**SUPPLIED MATERIAL**

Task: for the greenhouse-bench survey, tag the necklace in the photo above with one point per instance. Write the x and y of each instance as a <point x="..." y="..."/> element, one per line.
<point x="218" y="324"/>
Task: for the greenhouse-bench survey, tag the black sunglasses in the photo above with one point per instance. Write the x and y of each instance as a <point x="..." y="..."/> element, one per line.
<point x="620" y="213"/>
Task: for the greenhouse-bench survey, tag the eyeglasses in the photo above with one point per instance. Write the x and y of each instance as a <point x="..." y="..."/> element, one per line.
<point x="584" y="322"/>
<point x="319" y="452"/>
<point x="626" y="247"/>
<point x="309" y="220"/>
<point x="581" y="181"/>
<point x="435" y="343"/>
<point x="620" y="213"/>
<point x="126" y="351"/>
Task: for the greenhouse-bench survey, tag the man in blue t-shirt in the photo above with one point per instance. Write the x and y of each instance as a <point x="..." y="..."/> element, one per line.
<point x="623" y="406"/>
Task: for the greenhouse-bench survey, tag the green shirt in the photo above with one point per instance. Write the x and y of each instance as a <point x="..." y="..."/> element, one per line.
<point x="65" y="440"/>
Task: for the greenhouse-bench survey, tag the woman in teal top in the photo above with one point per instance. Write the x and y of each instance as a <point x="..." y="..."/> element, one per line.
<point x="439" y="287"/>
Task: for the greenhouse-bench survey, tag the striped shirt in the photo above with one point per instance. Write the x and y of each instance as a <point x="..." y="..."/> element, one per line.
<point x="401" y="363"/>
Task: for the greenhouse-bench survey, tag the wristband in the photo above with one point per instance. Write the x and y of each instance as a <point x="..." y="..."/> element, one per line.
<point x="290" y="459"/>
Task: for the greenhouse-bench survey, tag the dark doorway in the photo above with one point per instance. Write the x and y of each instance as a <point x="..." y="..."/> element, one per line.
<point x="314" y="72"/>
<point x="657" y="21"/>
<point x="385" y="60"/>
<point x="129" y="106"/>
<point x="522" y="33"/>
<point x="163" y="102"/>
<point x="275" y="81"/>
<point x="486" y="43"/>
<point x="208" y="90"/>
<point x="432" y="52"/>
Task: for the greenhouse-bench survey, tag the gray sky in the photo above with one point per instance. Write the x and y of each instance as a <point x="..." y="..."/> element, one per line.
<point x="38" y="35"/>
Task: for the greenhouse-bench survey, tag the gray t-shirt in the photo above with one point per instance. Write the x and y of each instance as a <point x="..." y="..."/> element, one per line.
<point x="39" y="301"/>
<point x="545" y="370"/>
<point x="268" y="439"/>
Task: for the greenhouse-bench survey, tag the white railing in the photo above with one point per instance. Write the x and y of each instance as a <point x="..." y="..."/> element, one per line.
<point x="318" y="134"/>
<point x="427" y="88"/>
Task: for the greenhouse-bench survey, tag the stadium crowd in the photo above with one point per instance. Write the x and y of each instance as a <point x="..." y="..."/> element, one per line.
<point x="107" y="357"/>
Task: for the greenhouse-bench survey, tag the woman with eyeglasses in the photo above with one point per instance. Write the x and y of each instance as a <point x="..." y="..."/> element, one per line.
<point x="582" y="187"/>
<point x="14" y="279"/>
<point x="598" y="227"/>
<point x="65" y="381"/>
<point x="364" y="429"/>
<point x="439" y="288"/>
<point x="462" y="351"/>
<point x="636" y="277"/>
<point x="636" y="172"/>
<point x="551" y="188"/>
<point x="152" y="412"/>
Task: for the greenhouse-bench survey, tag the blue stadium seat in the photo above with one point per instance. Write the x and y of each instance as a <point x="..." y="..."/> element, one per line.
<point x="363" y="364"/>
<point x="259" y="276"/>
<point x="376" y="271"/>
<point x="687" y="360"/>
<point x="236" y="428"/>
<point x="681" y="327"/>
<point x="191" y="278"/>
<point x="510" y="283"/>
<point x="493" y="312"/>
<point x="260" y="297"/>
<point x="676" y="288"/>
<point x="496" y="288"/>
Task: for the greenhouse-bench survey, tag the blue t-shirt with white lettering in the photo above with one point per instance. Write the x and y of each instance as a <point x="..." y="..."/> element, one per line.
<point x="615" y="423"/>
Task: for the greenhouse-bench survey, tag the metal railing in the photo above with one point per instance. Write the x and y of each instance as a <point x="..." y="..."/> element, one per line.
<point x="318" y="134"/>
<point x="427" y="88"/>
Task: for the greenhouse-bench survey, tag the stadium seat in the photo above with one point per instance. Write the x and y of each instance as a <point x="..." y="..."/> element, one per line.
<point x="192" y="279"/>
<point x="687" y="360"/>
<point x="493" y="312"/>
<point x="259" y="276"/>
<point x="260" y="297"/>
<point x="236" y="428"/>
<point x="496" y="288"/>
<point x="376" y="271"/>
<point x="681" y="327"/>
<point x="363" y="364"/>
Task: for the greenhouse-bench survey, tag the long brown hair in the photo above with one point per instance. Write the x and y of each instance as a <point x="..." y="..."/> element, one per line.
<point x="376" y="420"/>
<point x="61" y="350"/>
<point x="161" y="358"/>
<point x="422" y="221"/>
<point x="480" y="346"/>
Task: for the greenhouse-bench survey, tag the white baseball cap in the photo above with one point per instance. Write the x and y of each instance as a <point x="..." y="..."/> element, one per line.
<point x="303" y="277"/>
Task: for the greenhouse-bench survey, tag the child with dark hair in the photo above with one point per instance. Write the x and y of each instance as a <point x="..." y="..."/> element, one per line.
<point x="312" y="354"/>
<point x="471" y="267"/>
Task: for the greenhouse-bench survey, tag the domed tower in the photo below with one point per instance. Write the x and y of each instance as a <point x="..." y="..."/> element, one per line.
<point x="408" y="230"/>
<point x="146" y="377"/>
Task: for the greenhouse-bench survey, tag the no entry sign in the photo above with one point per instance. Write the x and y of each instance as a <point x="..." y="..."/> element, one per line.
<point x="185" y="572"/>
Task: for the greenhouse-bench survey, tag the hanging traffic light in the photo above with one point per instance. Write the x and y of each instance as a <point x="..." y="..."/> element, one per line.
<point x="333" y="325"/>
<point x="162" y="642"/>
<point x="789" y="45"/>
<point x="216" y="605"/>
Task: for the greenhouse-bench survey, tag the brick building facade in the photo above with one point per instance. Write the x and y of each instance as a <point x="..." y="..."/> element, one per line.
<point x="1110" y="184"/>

**OBJECTIVE**
Return all of the material above word for word, with every line in its original order.

**EXERCISE SOLUTION**
Task: for the greenhouse-bench survey, tag the necklace in the photo above with one point per instance. Write the x and y of each instance as a <point x="..." y="..."/> element, one per line.
<point x="218" y="324"/>
Task: for the greenhouse-bench survey, tag the black sunglasses in the photo above with one point per instance. Write the x and y of each instance as a <point x="..." y="..."/> element, one per line.
<point x="620" y="213"/>
Task: for the greenhouse-bench survey, tag the eyeglasses in the photo above with one point per instance. Write the x and y of each instance as a <point x="..." y="..."/> element, one per line.
<point x="584" y="322"/>
<point x="319" y="452"/>
<point x="626" y="247"/>
<point x="309" y="220"/>
<point x="581" y="181"/>
<point x="435" y="343"/>
<point x="620" y="213"/>
<point x="126" y="351"/>
Task: for the greenhouse-bench survey, tag the man in blue t-shirt in the photo above with one point per instance. Write the x and y of each instance as a <point x="..." y="..."/> element, one per line.
<point x="623" y="406"/>
Task: for the greenhouse-bench survey, tag the green shirt in the photo above with one point per instance. Write the x and y of each instance as a <point x="..." y="..."/> element, one per line.
<point x="65" y="440"/>
Task: for the greenhouse-bench survey, tag the woman in teal top in the photo above with one point per instance. Write the x and y of each instance as a <point x="..." y="..."/> element, one per line.
<point x="439" y="287"/>
Task: for the greenhouse-bench survey, tag the striped shirt in the photo above with one point per instance. Write the x and y of each instance as a <point x="..." y="..."/> element, one per line.
<point x="401" y="363"/>
Task: for the greenhouse-bench survey, tag the wristband in the photo above with one point per instance. Write the x and y of each instance as a <point x="..." y="..."/> element, one per line.
<point x="290" y="459"/>
Task: for the greenhouse-bench survey, tag the dark doorway in the photo above with one point per instance. Write the x and y of each instance as a <point x="..." y="..."/> element, one per line.
<point x="314" y="72"/>
<point x="657" y="21"/>
<point x="385" y="60"/>
<point x="129" y="106"/>
<point x="522" y="33"/>
<point x="163" y="102"/>
<point x="275" y="81"/>
<point x="486" y="43"/>
<point x="208" y="90"/>
<point x="432" y="52"/>
Task: for the greenhouse-bench survey, tag the gray sky in the photo above with one point per instance. Write the x and y of each instance as a <point x="..." y="..."/> element, one per line.
<point x="38" y="35"/>
Task: for the greenhouse-bench survey, tag the gray t-shirt in the photo above with one point per instance. Write the x and y of each instance as a <point x="..." y="..."/> element, one per line.
<point x="39" y="301"/>
<point x="545" y="370"/>
<point x="268" y="439"/>
Task: for the greenhouse-bench survey, tag the white railing in the photo above with one point per instance. Write the x and y of each instance as a <point x="..." y="..."/> element, one per line.
<point x="318" y="134"/>
<point x="427" y="88"/>
Task: for the greenhouse-bench survey, tag the stadium crowd in the photo above with one point per instance. Write the x and y of each instance as a <point x="..." y="..."/> element, one per line.
<point x="107" y="357"/>
Task: for the greenhouse-bench survey, tag the woman with eyeglasses in the photo above with one point per instance. Write the x and y of each instance as a <point x="..." y="..."/> element, one per line.
<point x="582" y="187"/>
<point x="14" y="279"/>
<point x="598" y="227"/>
<point x="65" y="381"/>
<point x="364" y="429"/>
<point x="439" y="288"/>
<point x="462" y="351"/>
<point x="636" y="277"/>
<point x="636" y="172"/>
<point x="551" y="188"/>
<point x="152" y="412"/>
Task: for the greenhouse-bench survey, tag the blue stadium seat in the photo above with one point per instance. Write the x and y of each instance as a <point x="..." y="..."/> element, one per line.
<point x="363" y="364"/>
<point x="259" y="276"/>
<point x="376" y="271"/>
<point x="687" y="360"/>
<point x="236" y="428"/>
<point x="681" y="327"/>
<point x="191" y="278"/>
<point x="510" y="283"/>
<point x="493" y="312"/>
<point x="260" y="297"/>
<point x="676" y="288"/>
<point x="496" y="288"/>
Task: for the greenhouse-bench survey, tag the blue t-shirt with white lettering in the photo above with one point per instance. Write the x and y of each instance as a <point x="..." y="..."/> element, one per line.
<point x="615" y="423"/>
Task: for the greenhouse-bench survey, tag the metal railing in the photo above with one point per instance. Write the x and y of each instance as a <point x="..." y="..."/> element, one per line.
<point x="318" y="134"/>
<point x="427" y="88"/>
Task: for the greenhouse-bench survey, tag the stadium seat in the photo above with one point per instance. Write the x and y of each instance as a <point x="..." y="..."/> element, one per line.
<point x="192" y="279"/>
<point x="687" y="360"/>
<point x="493" y="312"/>
<point x="259" y="276"/>
<point x="260" y="297"/>
<point x="236" y="428"/>
<point x="496" y="288"/>
<point x="376" y="271"/>
<point x="681" y="327"/>
<point x="363" y="364"/>
Task: for the greenhouse-bench survey, tag the long brown hair in the photo above with one point per instance. Write the x and y of each instance as a <point x="..." y="..."/> element, one per line.
<point x="376" y="420"/>
<point x="61" y="350"/>
<point x="161" y="358"/>
<point x="422" y="221"/>
<point x="480" y="346"/>
Task: for the greenhouse-bench survey, tag the white baseball cap in the photo above with one point per instance. Write the x and y of each instance as a <point x="..." y="..."/> element, one per line.
<point x="303" y="277"/>
Task: for the greenhouse-bench survey, tag the child with dark hair in the photo above with one point per instance. Write the x and y of each instance as a <point x="..." y="..."/> element, one per line.
<point x="312" y="354"/>
<point x="471" y="267"/>
Task: for the greenhouse-bench survey, tag the domed tower in the photo below with one point per instance. Write the x and y of each instance as a <point x="..." y="..."/> element, one per line.
<point x="408" y="230"/>
<point x="146" y="377"/>
Task: for the greenhouse-bench survey, tag the no entry sign in the photo above with one point per instance. Write the x and y of each instance as a <point x="..." y="..."/> element, one per line.
<point x="185" y="572"/>
Task: for the greenhouse-bench survey, tag the hanging traffic light in the photo above with one point per instance. Write the x and y of each instance as a <point x="..." y="..."/> element, one per line.
<point x="333" y="325"/>
<point x="162" y="642"/>
<point x="789" y="45"/>
<point x="216" y="605"/>
Task: for the greenhouse-bench survey, tag the brick building facade in the photo above with one point per instance. Write the x and y of each instance as a <point x="..." y="..."/> element, one per line.
<point x="1110" y="184"/>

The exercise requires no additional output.